# Supplied text:
++++++++

Common chemical increases risk of boys genital deformity.

Jan 19, 2009

Ormond G, MJ Nieuwenhuijsen, P Nelson, MB Toledano, N Iszatt, S Genelette and P Elliot. Endocrine disruptors in the workplace, hair spray, folate supplementation and risk of hypospadias: case-control study. Environmental Health Perspectives doi:10.1289/ehp.11933.

Pregnant women exposed to phthalates through hairspray and other sources at work have a greatly increased risk of delivering a son with a common reproductive birth defect known as hypospadias. Taking folate supplements might reduce this risk.

The findings from this British study of almost 1,000 infant boys highlights a new and compelling consequence of phthalate exposure and warrants increased caution in the workplace for pregnant women exposed to these chemicals.

Phthalates are chemicals used in a wide variety of products including plastics, detergents and personal care products, such as deodorants, fragrances, nail polish and hairspray. The chemicals affect hormones. Rodent studies find prebirth exposure to phthalates alters cells in the testes and lowers testosterone levels.

Because of health concerns -- especially to developing fetuses, infants and young children -- several governments, including the European Union, Mexico, Canada and the state of California, have banned some phthalates from use. A new law goes into effect in the U.S. on February 10, which partially bans phthalates in toys and other products intended for use by children.

++++++++

[Collected data]
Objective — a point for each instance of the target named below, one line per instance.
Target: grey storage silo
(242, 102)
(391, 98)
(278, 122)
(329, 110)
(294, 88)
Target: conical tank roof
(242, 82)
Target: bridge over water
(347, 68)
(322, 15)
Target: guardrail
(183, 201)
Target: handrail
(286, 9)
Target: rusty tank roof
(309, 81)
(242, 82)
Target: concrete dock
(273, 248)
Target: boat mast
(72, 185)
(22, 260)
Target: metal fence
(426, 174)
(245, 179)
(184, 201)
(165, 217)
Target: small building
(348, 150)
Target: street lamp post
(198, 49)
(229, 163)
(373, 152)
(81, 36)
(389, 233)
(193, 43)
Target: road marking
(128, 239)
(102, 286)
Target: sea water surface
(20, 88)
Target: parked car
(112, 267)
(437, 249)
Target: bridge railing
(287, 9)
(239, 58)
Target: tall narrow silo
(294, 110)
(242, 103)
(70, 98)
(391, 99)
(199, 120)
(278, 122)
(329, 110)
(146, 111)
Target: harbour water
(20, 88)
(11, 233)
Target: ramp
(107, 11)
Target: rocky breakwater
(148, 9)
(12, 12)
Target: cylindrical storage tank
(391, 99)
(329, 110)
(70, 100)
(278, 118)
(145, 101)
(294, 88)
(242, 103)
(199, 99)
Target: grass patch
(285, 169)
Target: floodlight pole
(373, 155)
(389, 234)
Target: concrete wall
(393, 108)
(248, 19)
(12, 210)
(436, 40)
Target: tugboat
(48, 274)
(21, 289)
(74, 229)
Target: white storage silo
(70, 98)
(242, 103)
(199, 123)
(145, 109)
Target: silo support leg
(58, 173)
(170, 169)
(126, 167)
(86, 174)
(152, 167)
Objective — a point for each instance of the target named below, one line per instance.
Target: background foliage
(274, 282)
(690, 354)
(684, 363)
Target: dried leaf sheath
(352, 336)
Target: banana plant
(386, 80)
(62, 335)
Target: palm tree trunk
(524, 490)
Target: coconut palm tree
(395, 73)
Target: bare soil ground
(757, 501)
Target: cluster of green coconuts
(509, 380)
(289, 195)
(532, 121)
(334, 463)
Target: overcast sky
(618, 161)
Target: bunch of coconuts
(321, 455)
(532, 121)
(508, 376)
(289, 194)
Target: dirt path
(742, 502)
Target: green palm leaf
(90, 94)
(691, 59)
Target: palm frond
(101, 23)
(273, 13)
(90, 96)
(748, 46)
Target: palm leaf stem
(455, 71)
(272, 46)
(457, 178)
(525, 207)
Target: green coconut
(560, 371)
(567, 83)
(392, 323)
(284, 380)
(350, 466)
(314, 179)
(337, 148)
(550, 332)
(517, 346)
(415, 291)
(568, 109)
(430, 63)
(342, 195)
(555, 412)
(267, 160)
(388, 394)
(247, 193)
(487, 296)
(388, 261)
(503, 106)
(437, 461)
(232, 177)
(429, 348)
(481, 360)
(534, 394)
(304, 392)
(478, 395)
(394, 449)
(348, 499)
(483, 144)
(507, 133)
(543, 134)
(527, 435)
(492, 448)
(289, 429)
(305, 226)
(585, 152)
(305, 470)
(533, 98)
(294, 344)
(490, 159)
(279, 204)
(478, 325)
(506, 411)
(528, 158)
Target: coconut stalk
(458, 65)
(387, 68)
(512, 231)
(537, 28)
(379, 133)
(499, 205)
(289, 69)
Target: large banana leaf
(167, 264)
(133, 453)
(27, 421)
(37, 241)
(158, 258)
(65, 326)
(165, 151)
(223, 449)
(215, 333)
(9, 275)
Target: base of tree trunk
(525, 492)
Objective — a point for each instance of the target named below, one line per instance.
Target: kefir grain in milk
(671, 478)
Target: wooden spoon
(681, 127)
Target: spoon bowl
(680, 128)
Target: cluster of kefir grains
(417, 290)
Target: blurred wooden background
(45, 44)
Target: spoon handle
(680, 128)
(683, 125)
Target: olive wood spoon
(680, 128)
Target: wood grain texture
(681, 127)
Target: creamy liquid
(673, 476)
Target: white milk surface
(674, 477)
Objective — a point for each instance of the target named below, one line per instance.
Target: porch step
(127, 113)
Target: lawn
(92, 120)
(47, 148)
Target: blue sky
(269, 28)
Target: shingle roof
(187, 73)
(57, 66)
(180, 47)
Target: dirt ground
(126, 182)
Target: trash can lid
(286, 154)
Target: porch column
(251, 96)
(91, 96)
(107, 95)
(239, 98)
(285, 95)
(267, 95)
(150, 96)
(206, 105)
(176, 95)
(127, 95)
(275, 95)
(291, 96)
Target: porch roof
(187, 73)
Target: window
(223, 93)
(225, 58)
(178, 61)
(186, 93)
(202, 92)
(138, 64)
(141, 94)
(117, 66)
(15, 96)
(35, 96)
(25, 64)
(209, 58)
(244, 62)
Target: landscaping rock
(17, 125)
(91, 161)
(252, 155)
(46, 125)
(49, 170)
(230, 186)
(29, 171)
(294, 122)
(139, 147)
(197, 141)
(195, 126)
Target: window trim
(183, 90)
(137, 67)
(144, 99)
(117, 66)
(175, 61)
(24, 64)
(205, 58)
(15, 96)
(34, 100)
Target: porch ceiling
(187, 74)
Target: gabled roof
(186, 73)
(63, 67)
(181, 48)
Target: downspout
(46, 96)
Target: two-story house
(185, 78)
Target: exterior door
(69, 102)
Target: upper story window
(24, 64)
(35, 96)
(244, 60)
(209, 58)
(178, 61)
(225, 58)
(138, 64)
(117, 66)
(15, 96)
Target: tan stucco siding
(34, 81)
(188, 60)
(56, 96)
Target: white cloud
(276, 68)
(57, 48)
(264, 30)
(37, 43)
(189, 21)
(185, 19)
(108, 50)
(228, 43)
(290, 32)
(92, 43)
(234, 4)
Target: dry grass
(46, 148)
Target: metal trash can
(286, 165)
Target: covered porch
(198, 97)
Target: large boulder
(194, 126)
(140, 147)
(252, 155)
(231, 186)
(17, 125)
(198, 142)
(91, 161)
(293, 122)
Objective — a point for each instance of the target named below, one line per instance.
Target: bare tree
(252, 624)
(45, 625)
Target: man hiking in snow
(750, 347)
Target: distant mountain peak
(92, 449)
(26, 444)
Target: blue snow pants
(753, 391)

++++++++

# Requirement 1:
Answer these questions using the article on phthalates and hypospadias.
(a) What supplement might reduce the risk of hypospadias?
(b) About how many infant boys were in the British study?
(c) On what date does the new U.S. law partially banning phthalates go into effect?
# Requirement 2:
Write the next part of the article on phthalates and hypospadias, starting after its final sentence.

# Output 1:
(a) Folate supplements.
(b) Almost 1,000.
(c) February 10.

# Output 2:
Hypospadias is one of the most common genital deformities affecting baby boys. About 1 out of 300 infants in the US are born with the condition in which the opening of the urethra occurs on the underside of the penis rather than the tip. Surgery can correct the problem.

Little is known about what causes this deformity, yet its prevalence has increased over the past 50 years. Hypospadias is linked to exposure during the first trimester of pregnancy to certain environmental toxicants, mainly those that mimic hormones.

Severe hypospadias can be associated with a suite of other problems, including undescended testis, enlarged prostate, stone formation and infertility.

To determine what factors may be linked to hypospadias, the researchers examined the chemical exposure of 471 mothers in the workplace. They used a "job exposure matrix." This means that they asked the moms detailed questions about their jobs. Then, an industrial hygienist classified them according to what chemicals they were likely to be exposed to in that job. Some of these were hair spray, cleaning agents, plastic fumes, printing ink and phthalates.

Personal information (age, ethnicity, income, maternal occupation, etc), health history and diet (vitamin, supplements or alcohol) were also examined.

This study found an increased risk of hypospadias that was 2-3 times greater among sons born to mothers exposed at work while pregnant to hairspray and phthalates. This is the first study to strongly associate exposure to hairspray, some of which contain phthalates, with this risk.

A similar increase in risk was seen for women working in jobs known to have potential exposure to phthalates -- including hair dressers, beauty therapists, research chemists and women working in certain chemical, pharmaceutical and industrial jobs -- compared to those with no exposure to phthalates at work.

Hairdressers as a group analyzed separately do not have significant increased risk of having baby boys with hypospadias. No correlation was found with being a vegetarian during pregnancy.

The study also found that mothers who took folate supplements during the first three months of pregnancy reduced their son’s risk of hypospadias by 36 percent.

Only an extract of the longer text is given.